begin SUPPLIED DATA

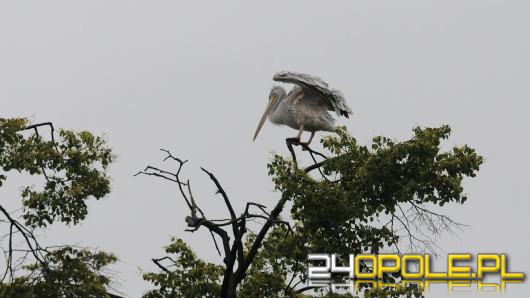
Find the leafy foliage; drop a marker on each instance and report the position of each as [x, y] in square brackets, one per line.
[69, 272]
[191, 277]
[343, 210]
[73, 170]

end SUPPLIED DATA

_EXERCISE REQUIREMENTS_: Recast the records above as a Markdown table with the columns "Row" and "Line," one line per row and no blank lines. Leave out the pictures.

_COMPLETE OUTPUT_:
| Row | Line |
|---|---|
| 1 | Find the leafy foliage; drop a marker on each instance and report the position of each as [x, y] in square brackets, one per line. |
| 2 | [69, 272] |
| 3 | [191, 277] |
| 4 | [343, 210] |
| 5 | [73, 170] |